Given task:
Can you recast the lines of each of the following rows as a JSON list of strings, one string per line, skipping blank lines and leaving the pictures out?

Begin Records provided

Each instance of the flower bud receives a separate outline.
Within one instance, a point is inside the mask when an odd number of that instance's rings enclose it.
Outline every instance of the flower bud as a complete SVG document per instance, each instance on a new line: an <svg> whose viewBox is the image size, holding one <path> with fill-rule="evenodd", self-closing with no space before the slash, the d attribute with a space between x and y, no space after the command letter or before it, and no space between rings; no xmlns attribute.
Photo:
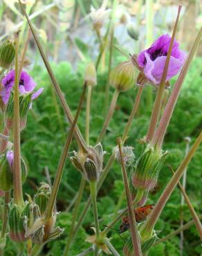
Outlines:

End Records provided

Solution to this task:
[
  "Each instance of the flower bud receives a separate outline.",
  "Within one instance, a point is inside the mask when an odd number of that instance's rings enclose it.",
  "Outline every instance of the flower bud as a complete SVG document per instance, each instance on a new line: an <svg> whose viewBox is the image size, holding one <path> with fill-rule=\"evenodd\", self-closing with no space before the slash, the d attribute with a space between x and y, no space after the command letter or before it, and no space between rings; no xmlns attribute.",
  "Photo:",
  "Outlines:"
]